Point labeling examples |

= = = = = = =

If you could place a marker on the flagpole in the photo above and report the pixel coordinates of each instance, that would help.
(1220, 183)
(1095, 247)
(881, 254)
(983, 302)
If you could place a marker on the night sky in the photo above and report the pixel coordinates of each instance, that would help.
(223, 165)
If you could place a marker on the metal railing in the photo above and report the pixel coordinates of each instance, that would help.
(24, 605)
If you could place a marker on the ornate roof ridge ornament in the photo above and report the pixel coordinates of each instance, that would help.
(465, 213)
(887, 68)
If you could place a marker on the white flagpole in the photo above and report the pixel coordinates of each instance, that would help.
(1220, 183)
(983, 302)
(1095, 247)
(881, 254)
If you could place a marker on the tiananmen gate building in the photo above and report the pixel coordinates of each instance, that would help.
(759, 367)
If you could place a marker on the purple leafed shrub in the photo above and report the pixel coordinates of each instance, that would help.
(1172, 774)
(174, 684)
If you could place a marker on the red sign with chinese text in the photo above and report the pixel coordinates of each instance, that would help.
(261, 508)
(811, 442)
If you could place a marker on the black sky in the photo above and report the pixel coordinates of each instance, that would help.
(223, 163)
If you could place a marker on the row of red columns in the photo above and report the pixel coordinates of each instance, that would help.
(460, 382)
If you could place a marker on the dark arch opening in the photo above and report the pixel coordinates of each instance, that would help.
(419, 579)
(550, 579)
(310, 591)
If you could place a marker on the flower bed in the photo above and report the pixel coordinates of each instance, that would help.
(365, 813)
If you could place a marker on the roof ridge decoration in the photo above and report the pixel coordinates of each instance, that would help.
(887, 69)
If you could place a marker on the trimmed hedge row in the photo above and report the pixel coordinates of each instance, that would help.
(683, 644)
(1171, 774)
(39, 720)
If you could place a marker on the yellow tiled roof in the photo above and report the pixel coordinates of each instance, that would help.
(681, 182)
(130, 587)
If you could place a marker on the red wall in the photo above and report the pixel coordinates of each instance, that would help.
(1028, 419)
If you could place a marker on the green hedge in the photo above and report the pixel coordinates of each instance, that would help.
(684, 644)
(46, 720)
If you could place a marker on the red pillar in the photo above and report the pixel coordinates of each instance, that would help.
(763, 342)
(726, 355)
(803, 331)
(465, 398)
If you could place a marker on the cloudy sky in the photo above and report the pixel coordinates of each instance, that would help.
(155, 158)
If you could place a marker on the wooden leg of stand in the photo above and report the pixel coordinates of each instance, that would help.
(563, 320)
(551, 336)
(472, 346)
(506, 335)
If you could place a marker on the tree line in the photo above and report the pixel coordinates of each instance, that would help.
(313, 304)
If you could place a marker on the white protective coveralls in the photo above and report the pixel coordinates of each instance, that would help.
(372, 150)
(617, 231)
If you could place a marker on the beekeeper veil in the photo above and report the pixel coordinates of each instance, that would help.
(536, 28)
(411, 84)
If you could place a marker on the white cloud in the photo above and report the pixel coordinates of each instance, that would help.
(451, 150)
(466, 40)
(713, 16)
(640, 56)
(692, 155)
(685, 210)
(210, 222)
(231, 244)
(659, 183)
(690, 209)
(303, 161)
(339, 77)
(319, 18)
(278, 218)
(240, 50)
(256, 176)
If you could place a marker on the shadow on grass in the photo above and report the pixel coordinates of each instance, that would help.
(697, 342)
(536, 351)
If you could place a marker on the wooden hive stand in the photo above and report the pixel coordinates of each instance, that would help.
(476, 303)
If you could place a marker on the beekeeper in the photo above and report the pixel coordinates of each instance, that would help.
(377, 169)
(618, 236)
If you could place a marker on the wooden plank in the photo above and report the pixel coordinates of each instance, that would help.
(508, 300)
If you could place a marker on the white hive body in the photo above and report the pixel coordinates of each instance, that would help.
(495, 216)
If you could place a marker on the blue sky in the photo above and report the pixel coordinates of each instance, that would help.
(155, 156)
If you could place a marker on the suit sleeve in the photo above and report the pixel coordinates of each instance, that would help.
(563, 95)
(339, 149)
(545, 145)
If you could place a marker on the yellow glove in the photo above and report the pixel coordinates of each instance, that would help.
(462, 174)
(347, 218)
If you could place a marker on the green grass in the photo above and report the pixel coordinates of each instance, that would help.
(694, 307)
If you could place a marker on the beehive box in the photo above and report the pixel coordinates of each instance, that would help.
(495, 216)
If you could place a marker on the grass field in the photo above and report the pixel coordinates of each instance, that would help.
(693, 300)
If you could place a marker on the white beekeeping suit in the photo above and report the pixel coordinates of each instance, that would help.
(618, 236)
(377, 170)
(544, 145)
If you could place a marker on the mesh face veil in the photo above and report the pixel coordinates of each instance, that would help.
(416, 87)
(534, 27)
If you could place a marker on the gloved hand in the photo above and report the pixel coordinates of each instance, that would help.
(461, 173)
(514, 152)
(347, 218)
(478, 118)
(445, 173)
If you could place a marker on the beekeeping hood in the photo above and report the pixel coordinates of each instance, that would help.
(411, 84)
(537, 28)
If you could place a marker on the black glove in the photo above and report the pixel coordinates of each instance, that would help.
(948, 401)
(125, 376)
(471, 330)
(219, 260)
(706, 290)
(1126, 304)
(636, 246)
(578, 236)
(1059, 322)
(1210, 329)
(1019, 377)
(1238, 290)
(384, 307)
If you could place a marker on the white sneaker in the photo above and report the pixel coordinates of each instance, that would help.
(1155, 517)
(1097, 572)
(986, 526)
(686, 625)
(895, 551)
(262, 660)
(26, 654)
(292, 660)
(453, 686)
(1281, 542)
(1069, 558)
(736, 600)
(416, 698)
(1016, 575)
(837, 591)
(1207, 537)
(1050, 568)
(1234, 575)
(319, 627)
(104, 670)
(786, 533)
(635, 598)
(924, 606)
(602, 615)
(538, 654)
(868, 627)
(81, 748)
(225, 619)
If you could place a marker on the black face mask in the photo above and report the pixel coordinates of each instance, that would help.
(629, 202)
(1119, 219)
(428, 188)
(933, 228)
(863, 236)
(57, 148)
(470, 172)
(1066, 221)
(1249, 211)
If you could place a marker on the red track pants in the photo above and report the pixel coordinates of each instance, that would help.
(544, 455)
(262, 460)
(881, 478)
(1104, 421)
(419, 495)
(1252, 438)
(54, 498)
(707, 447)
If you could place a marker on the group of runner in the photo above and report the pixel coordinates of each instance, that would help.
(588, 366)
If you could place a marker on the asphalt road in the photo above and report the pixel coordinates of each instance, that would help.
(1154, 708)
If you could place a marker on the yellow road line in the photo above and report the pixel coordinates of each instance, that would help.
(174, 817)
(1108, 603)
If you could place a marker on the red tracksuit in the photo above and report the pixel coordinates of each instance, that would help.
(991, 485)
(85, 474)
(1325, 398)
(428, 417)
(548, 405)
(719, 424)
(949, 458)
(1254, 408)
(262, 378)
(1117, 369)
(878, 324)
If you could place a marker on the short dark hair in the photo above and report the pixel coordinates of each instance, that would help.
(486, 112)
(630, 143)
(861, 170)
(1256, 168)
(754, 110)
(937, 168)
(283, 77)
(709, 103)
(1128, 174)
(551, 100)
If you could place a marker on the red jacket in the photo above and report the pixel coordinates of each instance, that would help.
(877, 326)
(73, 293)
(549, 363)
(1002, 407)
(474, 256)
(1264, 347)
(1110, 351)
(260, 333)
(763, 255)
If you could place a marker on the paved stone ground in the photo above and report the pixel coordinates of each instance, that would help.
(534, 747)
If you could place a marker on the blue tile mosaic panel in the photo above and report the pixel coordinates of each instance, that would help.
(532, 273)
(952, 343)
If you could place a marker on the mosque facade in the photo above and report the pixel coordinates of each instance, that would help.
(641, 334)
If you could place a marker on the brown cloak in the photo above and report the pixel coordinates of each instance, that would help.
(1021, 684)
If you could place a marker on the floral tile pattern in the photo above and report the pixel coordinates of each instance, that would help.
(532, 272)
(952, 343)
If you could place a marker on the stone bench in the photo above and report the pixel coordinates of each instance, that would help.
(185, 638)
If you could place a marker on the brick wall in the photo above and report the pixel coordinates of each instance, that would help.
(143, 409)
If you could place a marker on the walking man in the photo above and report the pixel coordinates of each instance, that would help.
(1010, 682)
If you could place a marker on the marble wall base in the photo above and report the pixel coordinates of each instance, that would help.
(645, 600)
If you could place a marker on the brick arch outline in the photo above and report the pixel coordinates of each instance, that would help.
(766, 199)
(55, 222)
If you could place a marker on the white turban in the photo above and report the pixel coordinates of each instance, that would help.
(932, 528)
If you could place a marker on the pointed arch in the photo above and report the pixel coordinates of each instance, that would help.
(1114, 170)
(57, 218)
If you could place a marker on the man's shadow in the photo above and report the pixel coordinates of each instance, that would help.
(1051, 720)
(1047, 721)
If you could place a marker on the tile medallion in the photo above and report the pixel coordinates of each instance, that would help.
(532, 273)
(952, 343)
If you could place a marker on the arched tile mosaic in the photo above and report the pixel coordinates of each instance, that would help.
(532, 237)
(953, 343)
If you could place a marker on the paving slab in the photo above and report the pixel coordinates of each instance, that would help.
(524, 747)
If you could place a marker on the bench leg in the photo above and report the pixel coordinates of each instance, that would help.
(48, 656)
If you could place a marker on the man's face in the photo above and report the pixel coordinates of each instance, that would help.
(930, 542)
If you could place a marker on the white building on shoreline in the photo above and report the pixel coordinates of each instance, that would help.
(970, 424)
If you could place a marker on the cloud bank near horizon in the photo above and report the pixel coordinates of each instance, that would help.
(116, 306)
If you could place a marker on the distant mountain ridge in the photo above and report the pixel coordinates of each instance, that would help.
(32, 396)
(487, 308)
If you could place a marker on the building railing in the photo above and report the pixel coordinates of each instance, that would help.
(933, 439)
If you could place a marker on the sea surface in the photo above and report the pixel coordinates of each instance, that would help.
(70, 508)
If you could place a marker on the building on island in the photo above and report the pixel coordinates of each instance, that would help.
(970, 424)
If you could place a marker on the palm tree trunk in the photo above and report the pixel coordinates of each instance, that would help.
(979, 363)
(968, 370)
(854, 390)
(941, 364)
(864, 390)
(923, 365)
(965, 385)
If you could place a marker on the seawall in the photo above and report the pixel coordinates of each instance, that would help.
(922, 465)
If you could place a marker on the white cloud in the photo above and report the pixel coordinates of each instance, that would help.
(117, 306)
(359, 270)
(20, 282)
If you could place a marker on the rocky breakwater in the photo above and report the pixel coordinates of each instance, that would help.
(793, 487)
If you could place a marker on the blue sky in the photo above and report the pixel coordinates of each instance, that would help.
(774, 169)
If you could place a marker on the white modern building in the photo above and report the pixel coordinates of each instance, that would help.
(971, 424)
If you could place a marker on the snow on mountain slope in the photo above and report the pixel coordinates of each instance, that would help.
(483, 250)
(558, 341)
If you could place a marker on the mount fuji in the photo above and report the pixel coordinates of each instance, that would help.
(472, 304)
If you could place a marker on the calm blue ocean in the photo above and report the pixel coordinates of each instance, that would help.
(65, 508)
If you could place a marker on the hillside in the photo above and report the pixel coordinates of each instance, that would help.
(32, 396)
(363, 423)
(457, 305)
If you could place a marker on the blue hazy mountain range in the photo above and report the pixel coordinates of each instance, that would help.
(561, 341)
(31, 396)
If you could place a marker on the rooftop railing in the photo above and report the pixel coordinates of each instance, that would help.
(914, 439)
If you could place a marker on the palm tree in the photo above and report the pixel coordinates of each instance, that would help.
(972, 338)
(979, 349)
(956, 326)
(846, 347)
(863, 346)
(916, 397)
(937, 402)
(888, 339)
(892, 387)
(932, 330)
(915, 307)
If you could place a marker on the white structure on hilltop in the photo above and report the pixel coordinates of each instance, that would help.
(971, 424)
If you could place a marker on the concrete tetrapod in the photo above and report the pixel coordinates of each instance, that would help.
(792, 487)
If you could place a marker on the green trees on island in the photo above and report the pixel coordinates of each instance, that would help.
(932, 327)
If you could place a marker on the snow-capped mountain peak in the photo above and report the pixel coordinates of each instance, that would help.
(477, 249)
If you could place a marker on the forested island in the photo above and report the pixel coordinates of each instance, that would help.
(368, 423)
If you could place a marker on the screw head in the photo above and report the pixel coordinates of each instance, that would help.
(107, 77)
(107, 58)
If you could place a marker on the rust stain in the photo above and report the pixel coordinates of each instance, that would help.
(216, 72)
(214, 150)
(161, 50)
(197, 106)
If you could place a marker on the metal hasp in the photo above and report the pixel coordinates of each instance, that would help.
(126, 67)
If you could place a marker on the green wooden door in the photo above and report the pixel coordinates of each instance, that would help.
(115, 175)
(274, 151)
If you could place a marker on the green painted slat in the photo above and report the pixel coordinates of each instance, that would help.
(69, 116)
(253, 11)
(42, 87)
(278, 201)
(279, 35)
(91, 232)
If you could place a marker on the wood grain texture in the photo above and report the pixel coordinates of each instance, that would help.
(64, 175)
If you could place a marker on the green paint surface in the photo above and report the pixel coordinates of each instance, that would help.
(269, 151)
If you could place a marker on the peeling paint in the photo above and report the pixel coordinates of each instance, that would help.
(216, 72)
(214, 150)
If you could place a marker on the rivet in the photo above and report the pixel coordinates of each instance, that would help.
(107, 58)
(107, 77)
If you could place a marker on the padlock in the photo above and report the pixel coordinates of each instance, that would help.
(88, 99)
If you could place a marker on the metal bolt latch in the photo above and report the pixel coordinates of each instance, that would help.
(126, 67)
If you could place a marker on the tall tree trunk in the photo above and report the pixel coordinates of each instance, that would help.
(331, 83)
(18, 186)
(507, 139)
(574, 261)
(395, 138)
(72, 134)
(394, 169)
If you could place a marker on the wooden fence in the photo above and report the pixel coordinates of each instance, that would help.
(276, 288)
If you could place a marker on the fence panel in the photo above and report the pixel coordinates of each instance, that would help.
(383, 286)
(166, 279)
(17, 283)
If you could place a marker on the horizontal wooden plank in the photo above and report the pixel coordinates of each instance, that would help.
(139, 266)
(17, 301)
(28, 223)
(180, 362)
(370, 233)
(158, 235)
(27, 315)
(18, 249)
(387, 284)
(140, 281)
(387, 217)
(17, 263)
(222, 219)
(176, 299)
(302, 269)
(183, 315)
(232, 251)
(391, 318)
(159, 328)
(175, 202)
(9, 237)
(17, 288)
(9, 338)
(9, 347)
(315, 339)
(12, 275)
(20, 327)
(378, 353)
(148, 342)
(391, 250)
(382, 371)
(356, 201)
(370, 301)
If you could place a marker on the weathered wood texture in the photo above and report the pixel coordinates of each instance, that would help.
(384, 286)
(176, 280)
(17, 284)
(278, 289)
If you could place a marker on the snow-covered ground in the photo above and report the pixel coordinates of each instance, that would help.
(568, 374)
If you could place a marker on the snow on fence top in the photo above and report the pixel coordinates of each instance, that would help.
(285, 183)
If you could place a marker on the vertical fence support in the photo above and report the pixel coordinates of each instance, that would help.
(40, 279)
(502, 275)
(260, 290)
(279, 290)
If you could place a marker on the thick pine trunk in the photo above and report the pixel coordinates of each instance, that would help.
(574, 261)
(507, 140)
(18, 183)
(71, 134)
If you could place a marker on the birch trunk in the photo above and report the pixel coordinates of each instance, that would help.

= = = = = = =

Rewrite the part that opens with the line containing "If you could place a marker on the snow-covered" and runs through the end of the lines, changing "that would help" to "that would be useful" and leaving everything else as it is. Give only that part.

If you could place a marker on the snow-covered ground in the photo above and report the pixel coordinates of each instance, that would be useful.
(568, 374)
If you could place a marker on the snow on fence top in the photo above and report the pixel coordinates of each instance, that would be useful.
(285, 183)
If you could place a marker on the vertical fence support in the photo above and report the pixel coordinates of each instance, that would be useful.
(40, 279)
(502, 275)
(260, 290)
(279, 290)
If you could place a marker on the thick pine trunk in the photo above and report the pixel coordinates of each instance, that would be useful.
(574, 261)
(507, 140)
(18, 183)
(71, 134)
If you could place a marker on the birch trunk in the photo above and report the pixel coordinates of each instance, that would be useful.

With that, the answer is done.